▸ **Exercise instructions**:
Put each line of all the items below into a Markdown table with the columns "Row" and "Line", numbering the rows in order. Leave out any blank lines.

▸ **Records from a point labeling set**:
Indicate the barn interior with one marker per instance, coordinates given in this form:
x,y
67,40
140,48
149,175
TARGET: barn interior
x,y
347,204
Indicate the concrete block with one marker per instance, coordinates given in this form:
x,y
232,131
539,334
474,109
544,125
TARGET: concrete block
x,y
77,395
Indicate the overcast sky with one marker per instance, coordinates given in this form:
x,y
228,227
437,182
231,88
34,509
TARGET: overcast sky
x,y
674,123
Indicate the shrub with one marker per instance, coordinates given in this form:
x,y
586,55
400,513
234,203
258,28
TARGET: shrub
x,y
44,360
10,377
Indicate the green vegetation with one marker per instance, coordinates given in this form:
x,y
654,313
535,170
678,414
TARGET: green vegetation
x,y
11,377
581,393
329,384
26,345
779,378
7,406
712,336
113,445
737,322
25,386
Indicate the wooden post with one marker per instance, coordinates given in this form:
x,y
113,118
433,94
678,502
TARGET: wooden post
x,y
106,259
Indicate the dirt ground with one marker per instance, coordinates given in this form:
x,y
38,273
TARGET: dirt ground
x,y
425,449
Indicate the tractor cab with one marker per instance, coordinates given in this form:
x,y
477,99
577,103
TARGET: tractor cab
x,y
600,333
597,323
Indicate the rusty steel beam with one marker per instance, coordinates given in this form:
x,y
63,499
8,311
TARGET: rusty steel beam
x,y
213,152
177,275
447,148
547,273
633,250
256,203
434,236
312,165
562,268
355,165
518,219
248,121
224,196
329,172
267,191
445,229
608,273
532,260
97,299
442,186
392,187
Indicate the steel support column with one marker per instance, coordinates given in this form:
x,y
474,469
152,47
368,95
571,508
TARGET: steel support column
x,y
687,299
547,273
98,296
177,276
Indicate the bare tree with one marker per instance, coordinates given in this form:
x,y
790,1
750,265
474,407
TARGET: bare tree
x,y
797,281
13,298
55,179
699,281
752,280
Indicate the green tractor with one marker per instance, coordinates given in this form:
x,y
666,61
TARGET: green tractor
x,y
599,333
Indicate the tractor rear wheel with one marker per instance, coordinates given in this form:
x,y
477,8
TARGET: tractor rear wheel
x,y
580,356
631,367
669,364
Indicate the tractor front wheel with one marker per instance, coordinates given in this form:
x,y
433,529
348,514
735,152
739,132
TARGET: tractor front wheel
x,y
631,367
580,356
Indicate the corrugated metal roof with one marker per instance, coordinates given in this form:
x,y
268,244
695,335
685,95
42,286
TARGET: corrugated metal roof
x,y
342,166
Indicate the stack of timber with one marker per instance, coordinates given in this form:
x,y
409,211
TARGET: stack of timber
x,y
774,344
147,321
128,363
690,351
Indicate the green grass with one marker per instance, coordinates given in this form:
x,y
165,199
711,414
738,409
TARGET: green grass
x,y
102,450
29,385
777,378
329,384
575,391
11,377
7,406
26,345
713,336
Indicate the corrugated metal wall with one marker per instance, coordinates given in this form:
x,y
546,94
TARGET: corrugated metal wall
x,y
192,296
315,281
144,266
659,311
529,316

▸ **Reply to the task**:
| Row | Line |
|---|---|
| 1 | Indicate the barn interior with one marker per instance, coordinates given in this form: |
| 2 | x,y |
| 3 | 67,40 |
| 4 | 140,48 |
| 5 | 149,175 |
| 6 | TARGET: barn interior |
| 7 | x,y |
| 8 | 347,204 |
| 9 | Indicate the concrete block with one marker per instance, coordinates given in this form: |
| 10 | x,y |
| 11 | 232,131 |
| 12 | 539,334 |
| 13 | 474,109 |
| 14 | 544,125 |
| 15 | TARGET: concrete block |
| 16 | x,y |
| 17 | 77,395 |
| 18 | Indicate the overcast sky with one marker per instance, coordinates given in this form: |
| 19 | x,y |
| 20 | 228,227 |
| 21 | 437,182 |
| 22 | 231,88 |
| 23 | 34,509 |
| 24 | TARGET: overcast sky |
| 25 | x,y |
| 26 | 674,123 |
| 27 | Indicate the shrub with one marker per instance, coordinates given in this form: |
| 28 | x,y |
| 29 | 586,55 |
| 30 | 400,513 |
| 31 | 234,203 |
| 32 | 258,28 |
| 33 | TARGET: shrub |
| 34 | x,y |
| 35 | 44,360 |
| 36 | 10,377 |
| 37 | Indicate the green vegetation with one marker per instance, coordinates given in this form: |
| 38 | x,y |
| 39 | 654,313 |
| 40 | 535,170 |
| 41 | 678,414 |
| 42 | TARGET: green vegetation |
| 43 | x,y |
| 44 | 11,377 |
| 45 | 581,393 |
| 46 | 329,384 |
| 47 | 26,345 |
| 48 | 779,378 |
| 49 | 7,406 |
| 50 | 712,336 |
| 51 | 113,445 |
| 52 | 737,322 |
| 53 | 25,386 |
| 54 | Indicate the wooden post with one marker per instance, coordinates given in this form: |
| 55 | x,y |
| 56 | 113,118 |
| 57 | 433,94 |
| 58 | 678,502 |
| 59 | TARGET: wooden post |
| 60 | x,y |
| 61 | 106,259 |
| 62 | Indicate the dirt ground with one marker per instance, coordinates given in this form: |
| 63 | x,y |
| 64 | 38,273 |
| 65 | TARGET: dirt ground |
| 66 | x,y |
| 67 | 425,449 |
| 68 | Indicate the tractor cab with one marker per instance, coordinates given in this form: |
| 69 | x,y |
| 70 | 477,99 |
| 71 | 577,103 |
| 72 | TARGET: tractor cab |
| 73 | x,y |
| 74 | 600,333 |
| 75 | 597,323 |
| 76 | Indicate the rusty steel beam with one marker per instance, coordinates given in this form: |
| 77 | x,y |
| 78 | 63,499 |
| 79 | 8,311 |
| 80 | TARGET: rusty steel beam |
| 81 | x,y |
| 82 | 213,152 |
| 83 | 177,275 |
| 84 | 447,148 |
| 85 | 547,273 |
| 86 | 633,250 |
| 87 | 256,203 |
| 88 | 434,236 |
| 89 | 312,165 |
| 90 | 562,268 |
| 91 | 355,165 |
| 92 | 518,219 |
| 93 | 248,121 |
| 94 | 224,196 |
| 95 | 329,172 |
| 96 | 267,191 |
| 97 | 445,229 |
| 98 | 608,273 |
| 99 | 532,260 |
| 100 | 97,299 |
| 101 | 442,186 |
| 102 | 392,187 |
| 103 | Indicate the steel support column with one marker per instance, coordinates given in this form: |
| 104 | x,y |
| 105 | 474,469 |
| 106 | 152,47 |
| 107 | 368,95 |
| 108 | 571,508 |
| 109 | TARGET: steel support column |
| 110 | x,y |
| 111 | 687,299 |
| 112 | 547,273 |
| 113 | 98,296 |
| 114 | 177,276 |
| 115 | Indicate the bare tree with one marker per instance, coordinates given in this form: |
| 116 | x,y |
| 117 | 790,1 |
| 118 | 750,265 |
| 119 | 474,407 |
| 120 | TARGET: bare tree |
| 121 | x,y |
| 122 | 797,281 |
| 123 | 13,298 |
| 124 | 55,179 |
| 125 | 699,281 |
| 126 | 752,280 |
| 127 | Indicate the green tractor with one marker per instance, coordinates given in this form: |
| 128 | x,y |
| 129 | 666,61 |
| 130 | TARGET: green tractor |
| 131 | x,y |
| 132 | 599,333 |
| 133 | Indicate the tractor rear wheel with one marker per instance, coordinates given in this form: |
| 134 | x,y |
| 135 | 477,8 |
| 136 | TARGET: tractor rear wheel |
| 137 | x,y |
| 138 | 580,356 |
| 139 | 631,367 |
| 140 | 669,364 |
| 141 | Indicate the tractor front wheel with one marker per instance, coordinates given in this form: |
| 142 | x,y |
| 143 | 433,529 |
| 144 | 348,514 |
| 145 | 735,152 |
| 146 | 739,132 |
| 147 | TARGET: tractor front wheel |
| 148 | x,y |
| 149 | 631,367 |
| 150 | 580,356 |
| 151 | Indicate the corrugated metal roof with one marker per instance, coordinates given in this form: |
| 152 | x,y |
| 153 | 268,244 |
| 154 | 695,335 |
| 155 | 685,95 |
| 156 | 42,286 |
| 157 | TARGET: corrugated metal roof |
| 158 | x,y |
| 159 | 342,166 |
| 160 | Indicate the stack of timber with one marker per instance, coordinates given in this form: |
| 161 | x,y |
| 162 | 409,211 |
| 163 | TARGET: stack of timber |
| 164 | x,y |
| 165 | 774,344 |
| 166 | 147,321 |
| 167 | 128,363 |
| 168 | 690,351 |
| 169 | Indicate the green grass with one marker per instance, coordinates given in this form: |
| 170 | x,y |
| 171 | 165,199 |
| 172 | 711,414 |
| 173 | 738,409 |
| 174 | TARGET: green grass |
| 175 | x,y |
| 176 | 102,450 |
| 177 | 29,385 |
| 178 | 777,378 |
| 179 | 329,384 |
| 180 | 575,391 |
| 181 | 11,377 |
| 182 | 7,406 |
| 183 | 26,345 |
| 184 | 713,336 |
| 185 | Indicate the corrugated metal wall with one marker per instance, coordinates given in this form: |
| 186 | x,y |
| 187 | 546,94 |
| 188 | TARGET: corrugated metal wall |
| 189 | x,y |
| 190 | 192,296 |
| 191 | 315,281 |
| 192 | 144,266 |
| 193 | 659,311 |
| 194 | 529,316 |